Document segment =
Agriculture Secretary William Dar said that under the government’s Survival and Recovery program, farmers and fishermen can take out a P25,000 loan payable in three years with zero interest.

Already a pittance considering the initial damage across the Calabarzon region the eruptions have caused: DAR itself estimating it at P577.4 million covering some 2,700 hectares of farmland and some 2,000 animals, the loan of P25,000 – its being zero-interest notwithstanding – makes a grievous insult to those it intends to help.

That is when arrayed against what government has been dishing out to people not even in any dire strait, indeed, in the best of times, to wit:

P50,000 cash gift to each birthday celebrator among the Philippine Marine contingents feted by President Duterte at the very same time the volcano was vomiting devastation upon Batangas and its environs; and earlier, P150,000 Christmas bonuses Speaker Alan Peter Cayetano doled out among the House staff ; even much earlier, the provision of executive jest for police and Army top brass.

Not to mention the multi-billion-peso intel funds awarded by the House to the Office of the President.

Supplied records =
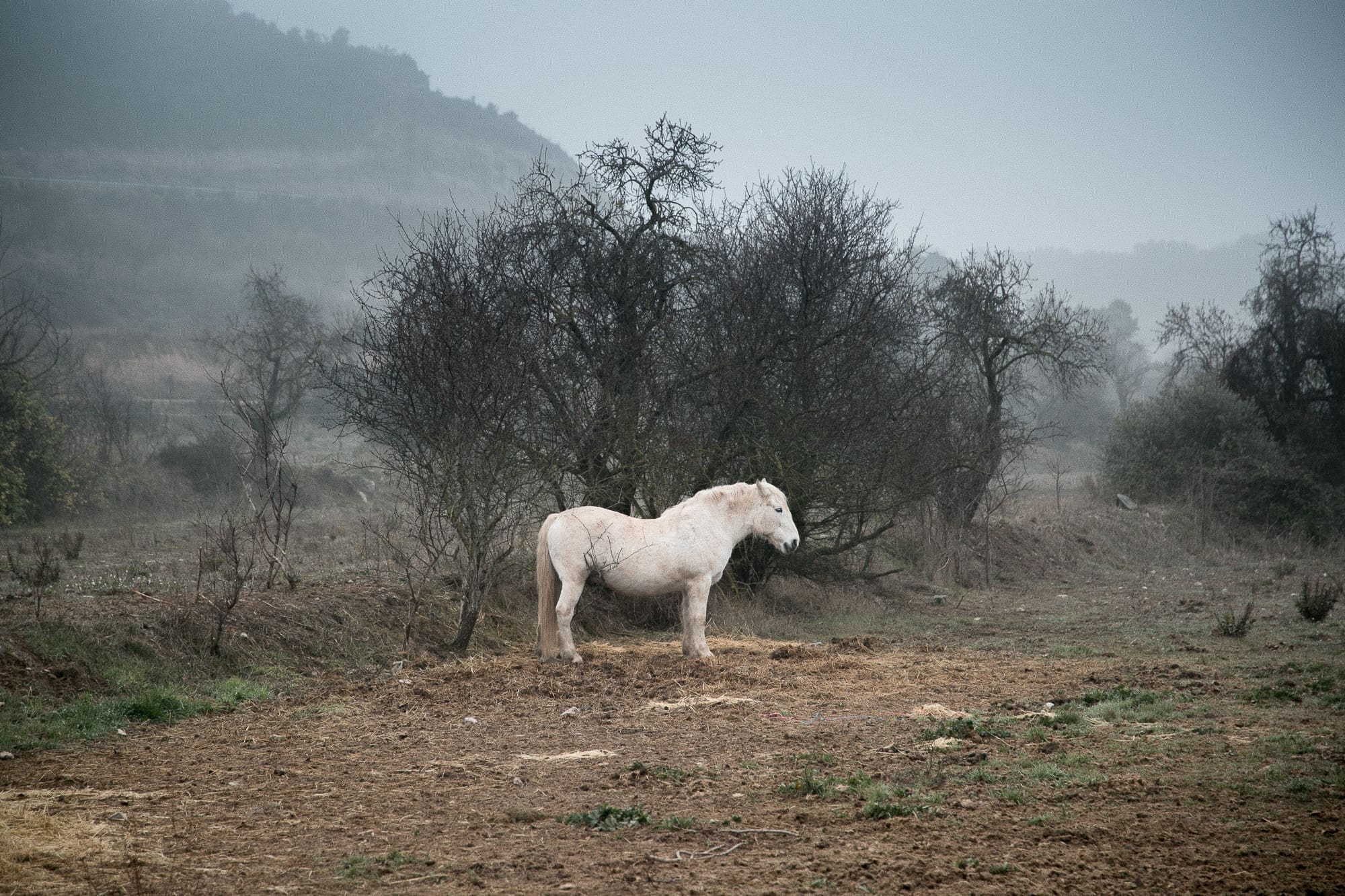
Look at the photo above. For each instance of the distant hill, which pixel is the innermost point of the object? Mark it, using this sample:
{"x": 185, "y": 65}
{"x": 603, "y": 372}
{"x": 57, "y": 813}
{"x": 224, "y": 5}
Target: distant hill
{"x": 1151, "y": 278}
{"x": 1155, "y": 276}
{"x": 153, "y": 150}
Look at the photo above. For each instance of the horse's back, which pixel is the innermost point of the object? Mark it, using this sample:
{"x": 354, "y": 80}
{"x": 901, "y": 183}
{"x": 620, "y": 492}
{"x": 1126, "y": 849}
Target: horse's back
{"x": 629, "y": 555}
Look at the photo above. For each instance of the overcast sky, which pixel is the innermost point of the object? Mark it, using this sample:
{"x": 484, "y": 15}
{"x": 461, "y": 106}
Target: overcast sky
{"x": 1081, "y": 126}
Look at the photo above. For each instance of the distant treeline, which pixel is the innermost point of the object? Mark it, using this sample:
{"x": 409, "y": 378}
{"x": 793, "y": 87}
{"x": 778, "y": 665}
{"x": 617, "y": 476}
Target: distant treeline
{"x": 166, "y": 260}
{"x": 186, "y": 145}
{"x": 190, "y": 76}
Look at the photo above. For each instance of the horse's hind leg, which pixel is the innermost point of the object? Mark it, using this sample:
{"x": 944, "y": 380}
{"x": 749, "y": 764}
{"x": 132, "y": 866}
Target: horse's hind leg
{"x": 695, "y": 599}
{"x": 571, "y": 592}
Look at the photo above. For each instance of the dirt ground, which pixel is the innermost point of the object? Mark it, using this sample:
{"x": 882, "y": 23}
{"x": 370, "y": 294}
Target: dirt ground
{"x": 757, "y": 768}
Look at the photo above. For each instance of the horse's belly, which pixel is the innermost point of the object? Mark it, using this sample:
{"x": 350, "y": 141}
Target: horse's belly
{"x": 648, "y": 581}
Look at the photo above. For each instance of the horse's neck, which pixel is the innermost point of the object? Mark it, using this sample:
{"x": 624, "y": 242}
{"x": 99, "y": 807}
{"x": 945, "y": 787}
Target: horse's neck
{"x": 731, "y": 518}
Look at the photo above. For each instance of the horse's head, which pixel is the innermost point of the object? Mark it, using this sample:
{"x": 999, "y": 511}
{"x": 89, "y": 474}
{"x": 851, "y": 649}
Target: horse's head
{"x": 773, "y": 520}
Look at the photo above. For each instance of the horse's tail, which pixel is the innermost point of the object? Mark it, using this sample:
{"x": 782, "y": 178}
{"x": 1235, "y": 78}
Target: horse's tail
{"x": 548, "y": 592}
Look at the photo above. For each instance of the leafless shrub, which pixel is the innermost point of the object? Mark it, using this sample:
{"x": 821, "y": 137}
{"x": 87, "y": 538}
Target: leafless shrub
{"x": 1233, "y": 624}
{"x": 72, "y": 544}
{"x": 225, "y": 565}
{"x": 1317, "y": 599}
{"x": 38, "y": 572}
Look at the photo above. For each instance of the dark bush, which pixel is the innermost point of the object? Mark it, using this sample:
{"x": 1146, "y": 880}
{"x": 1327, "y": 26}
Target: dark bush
{"x": 1203, "y": 443}
{"x": 1317, "y": 599}
{"x": 206, "y": 463}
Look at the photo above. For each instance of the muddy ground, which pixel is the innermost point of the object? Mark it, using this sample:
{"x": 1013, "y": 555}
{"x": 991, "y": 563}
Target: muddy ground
{"x": 1171, "y": 759}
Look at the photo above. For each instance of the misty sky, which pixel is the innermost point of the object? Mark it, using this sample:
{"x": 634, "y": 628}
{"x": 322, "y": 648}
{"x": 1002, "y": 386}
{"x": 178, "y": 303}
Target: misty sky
{"x": 1082, "y": 126}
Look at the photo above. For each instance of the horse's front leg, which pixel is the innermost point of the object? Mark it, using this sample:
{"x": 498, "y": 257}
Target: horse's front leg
{"x": 695, "y": 599}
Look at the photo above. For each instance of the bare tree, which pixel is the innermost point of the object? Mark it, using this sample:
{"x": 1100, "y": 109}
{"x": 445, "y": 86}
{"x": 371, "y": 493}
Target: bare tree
{"x": 1204, "y": 339}
{"x": 268, "y": 361}
{"x": 270, "y": 357}
{"x": 438, "y": 384}
{"x": 607, "y": 259}
{"x": 106, "y": 412}
{"x": 32, "y": 341}
{"x": 1125, "y": 360}
{"x": 1292, "y": 364}
{"x": 984, "y": 313}
{"x": 809, "y": 361}
{"x": 227, "y": 560}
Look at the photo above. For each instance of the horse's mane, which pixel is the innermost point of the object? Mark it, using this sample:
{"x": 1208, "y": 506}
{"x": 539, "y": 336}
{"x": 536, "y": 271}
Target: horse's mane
{"x": 731, "y": 494}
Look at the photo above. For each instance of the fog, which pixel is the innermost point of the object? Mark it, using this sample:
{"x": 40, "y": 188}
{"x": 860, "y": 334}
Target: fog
{"x": 157, "y": 157}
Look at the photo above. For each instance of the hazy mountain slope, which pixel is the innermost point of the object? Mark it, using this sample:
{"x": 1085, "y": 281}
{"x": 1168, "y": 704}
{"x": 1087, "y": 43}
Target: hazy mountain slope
{"x": 151, "y": 151}
{"x": 1153, "y": 276}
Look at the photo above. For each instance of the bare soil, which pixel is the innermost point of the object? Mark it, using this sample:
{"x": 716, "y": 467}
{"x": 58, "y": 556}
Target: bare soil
{"x": 447, "y": 776}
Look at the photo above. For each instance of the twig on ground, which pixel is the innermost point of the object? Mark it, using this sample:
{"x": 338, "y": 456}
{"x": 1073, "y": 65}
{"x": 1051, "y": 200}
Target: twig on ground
{"x": 714, "y": 852}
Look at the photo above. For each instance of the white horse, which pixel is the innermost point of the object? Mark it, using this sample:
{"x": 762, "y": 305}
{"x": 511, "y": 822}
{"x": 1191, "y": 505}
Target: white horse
{"x": 685, "y": 549}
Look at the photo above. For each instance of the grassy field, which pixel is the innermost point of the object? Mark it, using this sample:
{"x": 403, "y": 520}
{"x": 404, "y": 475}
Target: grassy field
{"x": 1082, "y": 727}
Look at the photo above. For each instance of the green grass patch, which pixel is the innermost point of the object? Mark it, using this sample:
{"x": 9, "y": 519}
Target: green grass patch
{"x": 1288, "y": 745}
{"x": 364, "y": 866}
{"x": 1126, "y": 705}
{"x": 817, "y": 759}
{"x": 810, "y": 784}
{"x": 679, "y": 822}
{"x": 609, "y": 818}
{"x": 969, "y": 728}
{"x": 1272, "y": 694}
{"x": 123, "y": 681}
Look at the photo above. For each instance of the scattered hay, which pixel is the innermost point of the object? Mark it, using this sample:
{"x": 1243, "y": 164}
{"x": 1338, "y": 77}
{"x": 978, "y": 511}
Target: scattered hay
{"x": 688, "y": 702}
{"x": 563, "y": 758}
{"x": 856, "y": 645}
{"x": 938, "y": 710}
{"x": 942, "y": 743}
{"x": 38, "y": 849}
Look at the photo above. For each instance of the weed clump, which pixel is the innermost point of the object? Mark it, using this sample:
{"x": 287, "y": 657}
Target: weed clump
{"x": 72, "y": 544}
{"x": 609, "y": 818}
{"x": 1317, "y": 599}
{"x": 1233, "y": 624}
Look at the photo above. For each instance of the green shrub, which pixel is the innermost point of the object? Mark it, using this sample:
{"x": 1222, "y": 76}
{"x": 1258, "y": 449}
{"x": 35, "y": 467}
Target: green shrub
{"x": 1233, "y": 624}
{"x": 206, "y": 463}
{"x": 609, "y": 818}
{"x": 37, "y": 477}
{"x": 1317, "y": 599}
{"x": 1203, "y": 443}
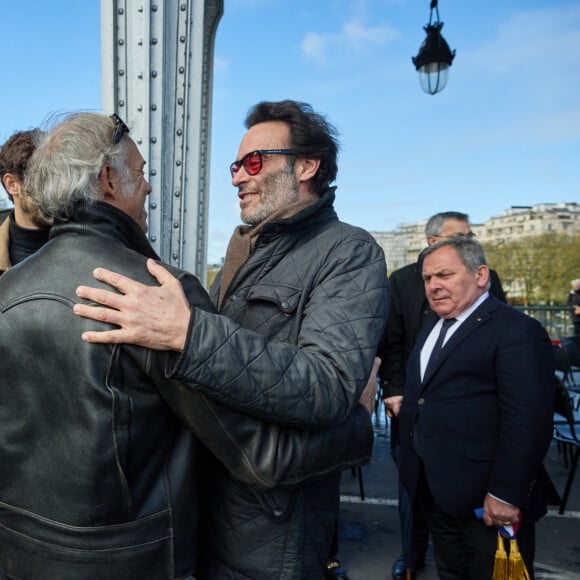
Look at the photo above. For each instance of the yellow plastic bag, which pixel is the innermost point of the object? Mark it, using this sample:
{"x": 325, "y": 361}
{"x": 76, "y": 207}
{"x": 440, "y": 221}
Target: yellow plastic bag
{"x": 510, "y": 567}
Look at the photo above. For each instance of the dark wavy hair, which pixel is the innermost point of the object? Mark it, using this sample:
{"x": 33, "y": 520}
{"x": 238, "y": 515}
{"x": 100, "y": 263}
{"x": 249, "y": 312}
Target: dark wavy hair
{"x": 311, "y": 135}
{"x": 16, "y": 152}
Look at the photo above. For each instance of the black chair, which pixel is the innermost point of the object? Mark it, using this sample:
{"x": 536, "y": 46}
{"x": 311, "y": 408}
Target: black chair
{"x": 566, "y": 438}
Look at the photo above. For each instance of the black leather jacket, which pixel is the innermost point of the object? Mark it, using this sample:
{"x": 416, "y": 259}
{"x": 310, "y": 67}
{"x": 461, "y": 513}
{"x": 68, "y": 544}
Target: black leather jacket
{"x": 304, "y": 315}
{"x": 98, "y": 477}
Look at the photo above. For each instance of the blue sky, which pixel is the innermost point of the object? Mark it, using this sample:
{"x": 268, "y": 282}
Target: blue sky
{"x": 505, "y": 131}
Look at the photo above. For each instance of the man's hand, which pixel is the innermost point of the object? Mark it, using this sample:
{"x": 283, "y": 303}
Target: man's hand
{"x": 155, "y": 317}
{"x": 393, "y": 405}
{"x": 499, "y": 513}
{"x": 369, "y": 395}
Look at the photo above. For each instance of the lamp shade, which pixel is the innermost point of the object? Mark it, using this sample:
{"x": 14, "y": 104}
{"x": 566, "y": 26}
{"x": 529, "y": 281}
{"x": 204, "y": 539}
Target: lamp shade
{"x": 434, "y": 59}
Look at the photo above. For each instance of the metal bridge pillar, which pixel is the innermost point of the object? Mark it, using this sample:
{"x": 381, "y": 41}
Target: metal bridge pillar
{"x": 157, "y": 73}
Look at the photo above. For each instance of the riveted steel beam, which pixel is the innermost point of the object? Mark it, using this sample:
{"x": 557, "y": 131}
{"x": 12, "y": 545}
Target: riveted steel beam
{"x": 157, "y": 74}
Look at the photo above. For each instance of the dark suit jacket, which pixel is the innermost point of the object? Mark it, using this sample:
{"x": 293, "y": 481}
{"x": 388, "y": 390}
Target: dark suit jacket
{"x": 408, "y": 313}
{"x": 482, "y": 421}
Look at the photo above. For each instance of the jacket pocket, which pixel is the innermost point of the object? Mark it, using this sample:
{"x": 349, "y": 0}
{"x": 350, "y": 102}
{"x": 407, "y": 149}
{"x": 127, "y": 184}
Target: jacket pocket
{"x": 285, "y": 298}
{"x": 478, "y": 451}
{"x": 277, "y": 505}
{"x": 36, "y": 547}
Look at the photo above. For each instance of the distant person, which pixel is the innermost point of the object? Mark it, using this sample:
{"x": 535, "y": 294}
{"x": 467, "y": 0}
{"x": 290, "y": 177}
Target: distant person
{"x": 574, "y": 304}
{"x": 408, "y": 313}
{"x": 303, "y": 300}
{"x": 100, "y": 471}
{"x": 476, "y": 418}
{"x": 25, "y": 229}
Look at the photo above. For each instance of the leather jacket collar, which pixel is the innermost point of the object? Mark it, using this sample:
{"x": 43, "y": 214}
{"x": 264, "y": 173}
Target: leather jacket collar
{"x": 103, "y": 219}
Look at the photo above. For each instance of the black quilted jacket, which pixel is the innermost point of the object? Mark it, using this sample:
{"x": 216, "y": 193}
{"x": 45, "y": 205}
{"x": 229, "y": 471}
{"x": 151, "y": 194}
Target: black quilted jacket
{"x": 303, "y": 319}
{"x": 98, "y": 478}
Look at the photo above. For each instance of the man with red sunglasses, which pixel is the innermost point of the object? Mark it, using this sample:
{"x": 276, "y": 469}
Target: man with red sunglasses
{"x": 302, "y": 301}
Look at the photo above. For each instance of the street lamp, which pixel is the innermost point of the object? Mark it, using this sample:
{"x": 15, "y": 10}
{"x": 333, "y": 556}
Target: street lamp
{"x": 435, "y": 56}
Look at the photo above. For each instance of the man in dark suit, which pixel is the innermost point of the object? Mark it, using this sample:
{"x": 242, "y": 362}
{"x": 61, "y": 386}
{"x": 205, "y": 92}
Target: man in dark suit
{"x": 476, "y": 423}
{"x": 409, "y": 311}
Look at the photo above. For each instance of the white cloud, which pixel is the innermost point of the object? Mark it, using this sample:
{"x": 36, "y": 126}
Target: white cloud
{"x": 352, "y": 41}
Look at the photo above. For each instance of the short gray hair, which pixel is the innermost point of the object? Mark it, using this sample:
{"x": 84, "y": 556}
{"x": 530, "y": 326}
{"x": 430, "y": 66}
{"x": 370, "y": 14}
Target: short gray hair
{"x": 66, "y": 165}
{"x": 435, "y": 223}
{"x": 469, "y": 251}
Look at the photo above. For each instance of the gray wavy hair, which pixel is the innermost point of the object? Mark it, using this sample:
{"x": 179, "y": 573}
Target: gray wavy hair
{"x": 66, "y": 165}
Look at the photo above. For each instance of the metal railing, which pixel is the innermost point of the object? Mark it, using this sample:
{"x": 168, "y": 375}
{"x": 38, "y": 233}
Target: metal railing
{"x": 555, "y": 319}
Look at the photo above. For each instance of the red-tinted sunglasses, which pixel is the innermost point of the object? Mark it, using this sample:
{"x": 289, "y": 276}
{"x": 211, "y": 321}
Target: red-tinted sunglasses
{"x": 252, "y": 162}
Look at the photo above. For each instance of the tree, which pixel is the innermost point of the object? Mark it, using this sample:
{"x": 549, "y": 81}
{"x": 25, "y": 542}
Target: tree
{"x": 537, "y": 269}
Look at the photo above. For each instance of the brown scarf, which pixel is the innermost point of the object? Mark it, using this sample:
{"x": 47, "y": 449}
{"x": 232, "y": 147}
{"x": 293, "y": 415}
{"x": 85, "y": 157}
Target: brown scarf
{"x": 244, "y": 238}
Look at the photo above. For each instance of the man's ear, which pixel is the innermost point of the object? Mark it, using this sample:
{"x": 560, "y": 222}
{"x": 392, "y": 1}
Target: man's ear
{"x": 482, "y": 276}
{"x": 108, "y": 184}
{"x": 306, "y": 168}
{"x": 12, "y": 184}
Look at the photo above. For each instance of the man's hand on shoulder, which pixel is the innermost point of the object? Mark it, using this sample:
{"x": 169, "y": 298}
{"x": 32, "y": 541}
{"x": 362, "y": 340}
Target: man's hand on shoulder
{"x": 369, "y": 395}
{"x": 155, "y": 317}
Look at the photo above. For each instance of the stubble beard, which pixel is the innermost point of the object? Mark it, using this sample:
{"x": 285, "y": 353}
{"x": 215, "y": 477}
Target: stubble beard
{"x": 277, "y": 191}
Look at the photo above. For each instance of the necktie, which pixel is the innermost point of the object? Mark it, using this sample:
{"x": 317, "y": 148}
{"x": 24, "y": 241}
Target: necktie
{"x": 447, "y": 323}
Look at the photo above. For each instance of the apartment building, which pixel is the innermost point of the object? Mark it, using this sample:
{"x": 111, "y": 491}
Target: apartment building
{"x": 403, "y": 245}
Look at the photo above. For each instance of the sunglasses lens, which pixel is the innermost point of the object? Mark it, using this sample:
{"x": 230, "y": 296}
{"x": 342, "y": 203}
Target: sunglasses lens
{"x": 252, "y": 163}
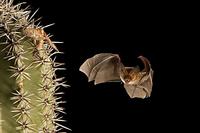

Task list =
1/ Please print the farm-loan passage word for word, beginning at the words "Already a pittance" and stopping after "intends to help.".
2/ Decide whether each statement agrees with the farm-loan passage, answering yes or no and quoting the deciding words: (a) The loan is payable in three years. (b) The damage estimate covered some 5,000 hectares of farmland. (c) The Christmas bonuses given to House staff were P150,000.
3/ Go on with the farm-loan passage, starting after its last sentence.

Written responses =
1/
Already a pittance considering the initial damage across the Calabarzon region the eruptions have caused: DAR itself estimating it at P577.4 million covering some 2,700 hectares of farmland and some 2,000 animals, the loan of P25,000 – its being zero-interest notwithstanding – makes a grievous insult to those it intends to help.

2/
(a) Yes: "payable in three years with zero interest"
(b) No: "covering some 2,700 hectares of farmland"
(c) Yes: "P150,000 Christmas bonuses Speaker Alan Peter Cayetano doled out among the House staff"

3/
Truly reprehensible is the insult this regime has heaped upon the victims of the Taal Volcano eruptions with Interior and Local Government Secretary Eduardo Año issuing a “…call on the public to donate clean drinking water, food, emergency medicines and other basic essentials (e.g., tents, mats, blankets, water containers, cooking pots, etc.) for the use of those currently in evacuation centers. The donations may be coursed through the DSWD or directly to the LGUs.”

This, even as the ink of Duterte’s signature on the P4.1-trillion 2020 budget was yet to dry. This, even as the regime has, since its accession to power in 2016, consistently and epically slashed the calamity fund, starting off with that gargantuan P23-billion decrease from the P38.9 billion of its predecessor.

The people, eruption victims and otherwise, deserve neither these insults nor this government.